WHAT TO WORK ON:
Copy out each line containing "output" from the entries below.

EXTRACTED RECORDS:
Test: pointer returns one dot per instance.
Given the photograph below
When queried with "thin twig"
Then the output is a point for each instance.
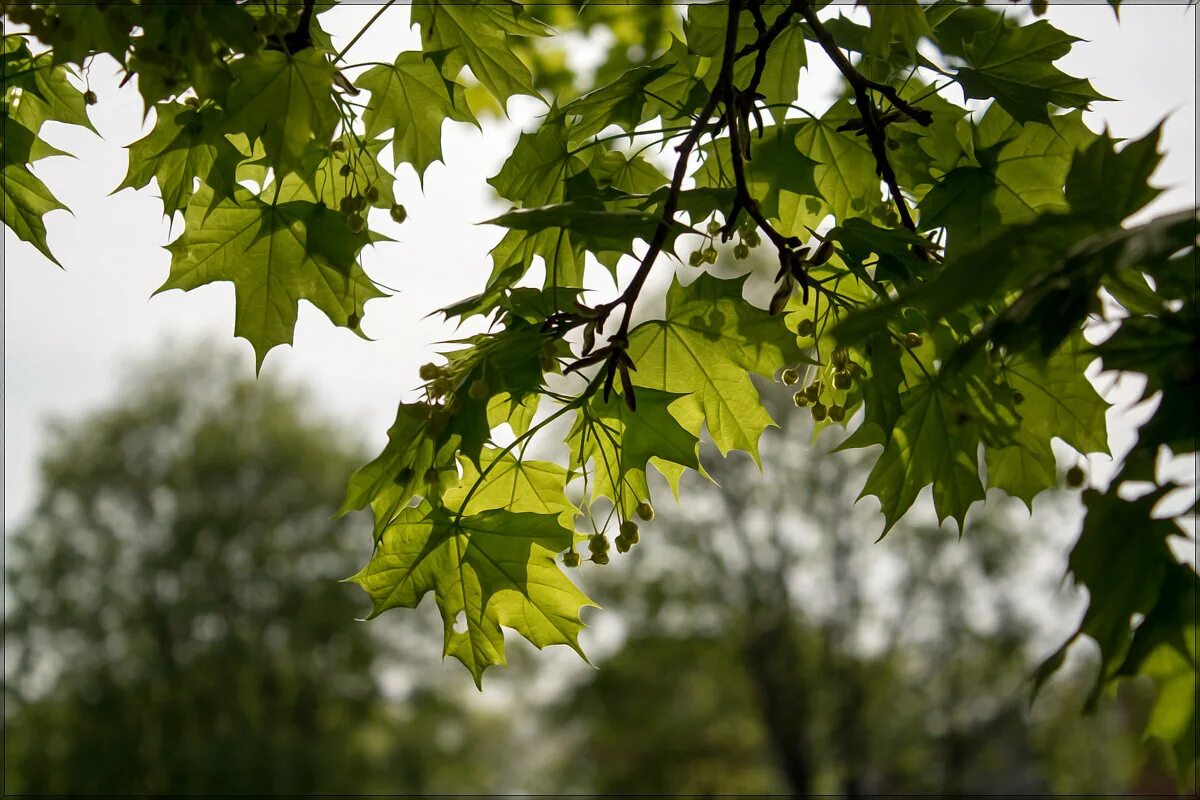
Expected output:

---

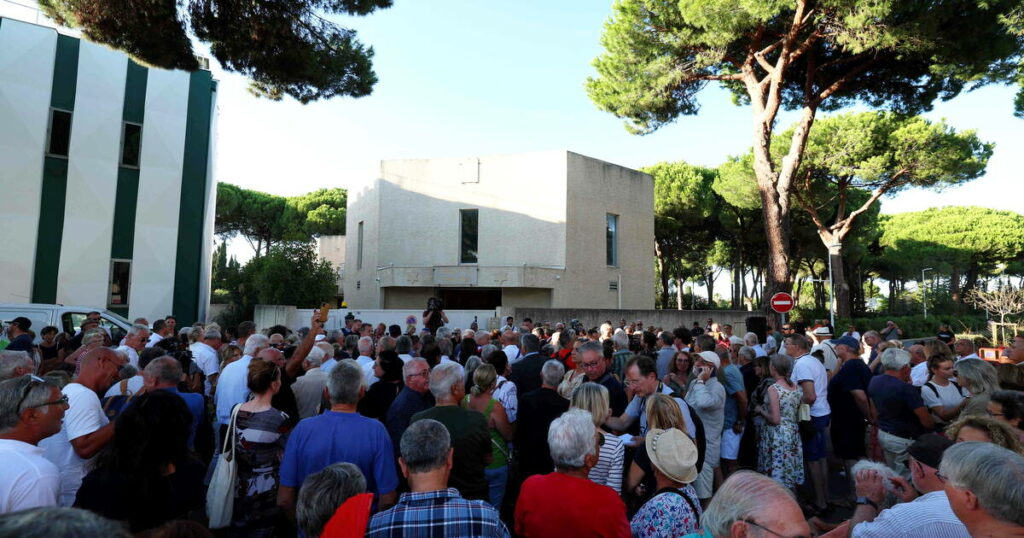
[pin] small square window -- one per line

RESPONSE:
Then the output is a point for each instance.
Expected output:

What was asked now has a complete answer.